— begin Material supplied —

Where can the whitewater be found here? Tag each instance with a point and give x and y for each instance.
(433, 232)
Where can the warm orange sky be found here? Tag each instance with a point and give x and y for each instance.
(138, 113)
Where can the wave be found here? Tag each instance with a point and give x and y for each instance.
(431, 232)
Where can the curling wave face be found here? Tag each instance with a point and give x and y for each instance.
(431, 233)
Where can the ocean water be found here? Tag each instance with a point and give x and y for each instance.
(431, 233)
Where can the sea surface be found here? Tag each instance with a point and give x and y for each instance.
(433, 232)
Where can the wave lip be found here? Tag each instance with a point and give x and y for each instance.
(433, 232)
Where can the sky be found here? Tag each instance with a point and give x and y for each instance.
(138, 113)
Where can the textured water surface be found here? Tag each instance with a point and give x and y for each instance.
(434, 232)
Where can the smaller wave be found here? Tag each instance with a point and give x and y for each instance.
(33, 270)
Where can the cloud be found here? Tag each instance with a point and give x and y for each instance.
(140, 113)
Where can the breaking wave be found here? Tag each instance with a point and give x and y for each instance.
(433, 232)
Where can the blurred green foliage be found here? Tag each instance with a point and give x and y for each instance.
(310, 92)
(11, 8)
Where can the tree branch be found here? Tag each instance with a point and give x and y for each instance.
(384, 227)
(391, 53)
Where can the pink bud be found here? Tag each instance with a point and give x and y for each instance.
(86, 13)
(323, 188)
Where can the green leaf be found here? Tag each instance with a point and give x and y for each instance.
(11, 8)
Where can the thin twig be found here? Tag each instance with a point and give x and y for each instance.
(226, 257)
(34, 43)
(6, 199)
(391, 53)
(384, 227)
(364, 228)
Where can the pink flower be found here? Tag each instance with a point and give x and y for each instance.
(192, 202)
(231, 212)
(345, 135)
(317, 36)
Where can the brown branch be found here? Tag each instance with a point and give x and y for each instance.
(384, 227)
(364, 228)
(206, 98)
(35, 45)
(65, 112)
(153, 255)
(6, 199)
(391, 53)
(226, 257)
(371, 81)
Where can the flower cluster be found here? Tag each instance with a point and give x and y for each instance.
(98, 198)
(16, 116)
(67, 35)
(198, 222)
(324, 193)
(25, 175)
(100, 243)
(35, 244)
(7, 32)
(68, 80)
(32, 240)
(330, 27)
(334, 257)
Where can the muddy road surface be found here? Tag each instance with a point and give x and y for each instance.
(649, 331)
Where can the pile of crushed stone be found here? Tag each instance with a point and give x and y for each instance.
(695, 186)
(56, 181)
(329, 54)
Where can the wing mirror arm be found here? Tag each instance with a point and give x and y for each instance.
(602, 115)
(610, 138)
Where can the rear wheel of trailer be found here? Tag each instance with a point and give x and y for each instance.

— end Material supplied —

▸ Task to complete:
Write every line of the material above again, exactly.

▸ Written answer:
Where can the whitewater be found here? Tag each instance with a point and give x and y for each instance.
(433, 232)
Where can the warm orange sky be found here? Tag each instance with a point and give x and y for each instance.
(138, 113)
Where can the wave be found here? Tag each instance with a point and give x and y for each instance.
(431, 232)
Where can the curling wave face be found here? Tag each instance with a point and give x and y for each instance.
(431, 233)
Where can the ocean water be found here? Tag each instance with a point and give x and y for each instance.
(431, 233)
Where can the sea surface be found here? Tag each instance with a point and give x and y for each instance.
(433, 232)
Where can the wave lip be found here? Tag each instance with a point and give x and y for each instance.
(433, 232)
Where can the sky be found here? Tag each instance with a point and give x and y for each instance.
(138, 113)
Where can the textured water surface be found here? Tag each instance with a point and give x and y for each instance.
(434, 232)
Where can the smaller wave be found here? Tag each instance with a point and give x and y for each instance.
(33, 270)
Where can the cloud be found here? Tag each instance with a point and give x and y for each instance.
(140, 113)
Where can the breaking wave be found here? Tag each instance with a point and give x and y for each instance.
(433, 232)
Where can the blurred green foliage be found here? Tag each instance with a point and give x and y for each instance.
(310, 92)
(11, 8)
Where can the tree branch be found here? Tag each instance with a point and give x and y for each instance.
(384, 227)
(391, 53)
Where can the pink bud be found here? Tag each instance with a point and give x and y for each instance.
(86, 13)
(323, 188)
Where can the green leaf be found here? Tag each instance with a point and give x and y for each instance.
(11, 8)
Where can the thin twig be found here? Tag each instance with a point and give x and y for each instance.
(226, 257)
(34, 43)
(6, 199)
(391, 53)
(384, 227)
(364, 228)
Where can the pink flower be found here? Tag each instance with a point and give x and y for each instance.
(192, 202)
(231, 212)
(345, 135)
(317, 36)
Where can the brown branch be found here? Tag each instance with a point and give x and y for each instance.
(384, 227)
(364, 228)
(206, 98)
(35, 45)
(65, 112)
(153, 255)
(6, 199)
(391, 53)
(226, 257)
(371, 81)
Where can the flower cluster be found here? Tag each instance with a point and give x and y for each instance.
(98, 198)
(16, 116)
(67, 35)
(198, 222)
(324, 193)
(25, 175)
(100, 243)
(35, 244)
(7, 32)
(68, 80)
(32, 240)
(330, 27)
(334, 257)
Where can the muddy road surface be found here? Tag each instance with a point and give x and y for each instance.
(649, 331)
Where can the pile of crushed stone be found here? Tag each instance with a point and give x and y for each instance.
(695, 186)
(56, 181)
(329, 54)
Where can the wing mirror arm be found here? Tag each instance with a point and give x and y for each instance.
(602, 115)
(610, 138)
Where can the rear wheel of trailer be found here? Tag each instance with a point and give x and y for each instance.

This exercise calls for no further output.